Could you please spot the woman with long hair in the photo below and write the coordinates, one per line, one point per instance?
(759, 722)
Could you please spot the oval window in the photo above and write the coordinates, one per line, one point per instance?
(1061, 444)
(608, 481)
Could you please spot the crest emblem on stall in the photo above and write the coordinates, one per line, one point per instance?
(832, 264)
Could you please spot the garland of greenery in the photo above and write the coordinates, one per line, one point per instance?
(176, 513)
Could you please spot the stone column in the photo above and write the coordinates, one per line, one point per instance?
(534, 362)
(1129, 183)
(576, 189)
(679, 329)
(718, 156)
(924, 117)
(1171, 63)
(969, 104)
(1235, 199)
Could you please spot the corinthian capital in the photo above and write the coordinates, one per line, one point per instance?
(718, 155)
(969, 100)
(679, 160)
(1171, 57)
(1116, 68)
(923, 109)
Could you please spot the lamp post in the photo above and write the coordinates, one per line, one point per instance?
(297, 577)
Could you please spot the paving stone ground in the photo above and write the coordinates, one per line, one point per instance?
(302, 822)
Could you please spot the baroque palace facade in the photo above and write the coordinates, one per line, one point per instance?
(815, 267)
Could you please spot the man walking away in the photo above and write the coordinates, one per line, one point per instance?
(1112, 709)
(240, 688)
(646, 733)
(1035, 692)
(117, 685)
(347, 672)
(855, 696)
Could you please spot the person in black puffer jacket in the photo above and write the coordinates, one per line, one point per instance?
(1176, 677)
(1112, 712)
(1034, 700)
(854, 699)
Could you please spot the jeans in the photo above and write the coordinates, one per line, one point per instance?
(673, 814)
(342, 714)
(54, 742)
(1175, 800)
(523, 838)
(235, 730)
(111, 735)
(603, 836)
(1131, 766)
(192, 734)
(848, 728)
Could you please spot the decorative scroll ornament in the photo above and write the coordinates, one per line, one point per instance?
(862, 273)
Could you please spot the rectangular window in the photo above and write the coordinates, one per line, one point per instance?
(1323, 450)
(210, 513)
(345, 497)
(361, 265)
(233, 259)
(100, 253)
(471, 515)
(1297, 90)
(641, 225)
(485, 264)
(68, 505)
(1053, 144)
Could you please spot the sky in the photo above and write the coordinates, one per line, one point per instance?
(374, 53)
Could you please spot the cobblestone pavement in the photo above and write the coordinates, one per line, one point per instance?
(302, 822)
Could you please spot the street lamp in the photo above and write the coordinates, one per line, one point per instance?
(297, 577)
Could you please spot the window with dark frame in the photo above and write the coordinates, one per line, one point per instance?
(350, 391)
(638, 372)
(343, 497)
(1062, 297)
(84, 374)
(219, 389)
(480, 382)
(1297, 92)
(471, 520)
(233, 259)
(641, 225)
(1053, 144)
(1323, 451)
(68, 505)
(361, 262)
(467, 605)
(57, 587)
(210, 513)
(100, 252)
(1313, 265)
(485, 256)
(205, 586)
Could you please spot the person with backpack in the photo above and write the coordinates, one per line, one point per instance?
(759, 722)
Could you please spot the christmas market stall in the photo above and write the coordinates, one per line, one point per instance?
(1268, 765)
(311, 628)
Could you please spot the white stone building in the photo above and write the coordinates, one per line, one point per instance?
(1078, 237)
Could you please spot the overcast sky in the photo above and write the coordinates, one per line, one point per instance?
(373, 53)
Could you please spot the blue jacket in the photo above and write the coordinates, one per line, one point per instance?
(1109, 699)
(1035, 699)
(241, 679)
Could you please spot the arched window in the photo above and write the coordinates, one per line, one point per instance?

__TASK TO COMPLETE__
No line may be altered or left out when the data is written out.

__SOLUTION TO THIS EXERCISE__
Could you please spot the woman with long hair in the photo below and write the coordinates, one per line, one point per instance?
(759, 722)
Could you please spot the oval window in the photo above and write the coordinates, one per line, one point per instance?
(1061, 444)
(608, 481)
Could you please spot the crest emblem on stall in the photo above and write the coordinates, one per line, one point per instance?
(832, 264)
Could you please spot the garland of greenery in the photo above and write the coordinates, one per line, one point per instance?
(176, 513)
Could you please spot the stone column in the photo above and write the coordinates, one per line, one point per instance?
(534, 362)
(1129, 183)
(576, 189)
(679, 329)
(718, 156)
(924, 117)
(1171, 63)
(969, 104)
(1235, 199)
Could you please spot the corinthian capital in the photo above and write the coordinates, one per line, one point per instance?
(718, 155)
(969, 100)
(679, 160)
(1171, 57)
(1116, 68)
(923, 109)
Could you please spot the lamp post in the photo above and write the coordinates, one per line, one point per instance?
(297, 577)
Could you please spot the paving stone ground in the photo above and write the coordinates, one per line, one point per instance?
(302, 822)
Could you please spot the baroque palace facade in the photo above and write the coordinates, one per line, one point per instance?
(815, 267)
Could you please spot the man walking away in the photo above and write the coordinates, one per line, one point per instance?
(1112, 709)
(240, 688)
(646, 733)
(1035, 692)
(117, 685)
(347, 672)
(855, 696)
Could you please spot the person in black puffer jacket in the photo above and write the coordinates, one per line, one point per instance?
(1176, 677)
(1112, 712)
(1034, 700)
(854, 699)
Could you please spot the jeans in the photo above and write the coordinates, one per line, one point per instance?
(673, 814)
(342, 714)
(54, 742)
(1175, 800)
(523, 838)
(235, 730)
(111, 735)
(603, 836)
(1131, 766)
(192, 734)
(848, 728)
Could you please spot the decorative scroll ornament in the photo above and write the coordinates, one per line, one point per instance?
(862, 273)
Could you please spot the rectangular window in the photo above and write the coordinates, one per line, one point per instance?
(1323, 450)
(210, 513)
(345, 497)
(361, 265)
(233, 259)
(100, 253)
(471, 515)
(1297, 90)
(641, 225)
(485, 264)
(68, 505)
(1053, 144)
Could you please spot the sky in the photo above and write the coordinates, one per line, one point per instance?
(374, 53)
Could you please spot the cobblestone pavement in the photo above and write the coordinates, one per line, one point per instance?
(302, 822)
Could you please spot the street lamp in the photo above and write the coordinates, one per line, one point per instance?
(297, 577)
Could you please spot the window with dark frame in the photo above and write the coordinates, one per line, one point per instance?
(350, 391)
(638, 372)
(343, 497)
(1062, 297)
(84, 374)
(219, 389)
(480, 382)
(1297, 92)
(471, 520)
(233, 259)
(641, 225)
(1053, 144)
(1323, 451)
(68, 505)
(361, 262)
(467, 605)
(57, 587)
(210, 513)
(100, 252)
(1313, 265)
(485, 256)
(205, 586)
Could you please spot the person with backpack in the photo above and write the coordinates, one per line, one point per instance?
(759, 722)
Could you please spot the christmas market stall in the photo above and write the coordinates, one per line, one point per instance?
(1268, 765)
(311, 628)
Could you please spot the white stone building in the photo above and write the coordinates, one per line, one point per instance?
(1078, 237)
Could you please spot the overcast sky in the photo above and write the coordinates, one per line, one point per instance?
(373, 53)
Could you please spot the blue jacket in the photo above and write the coordinates, one per line, one point per instance?
(1109, 699)
(1035, 699)
(241, 679)
Could you please spot the arched window in the photo above and write the coordinates, one per line, one point per instance?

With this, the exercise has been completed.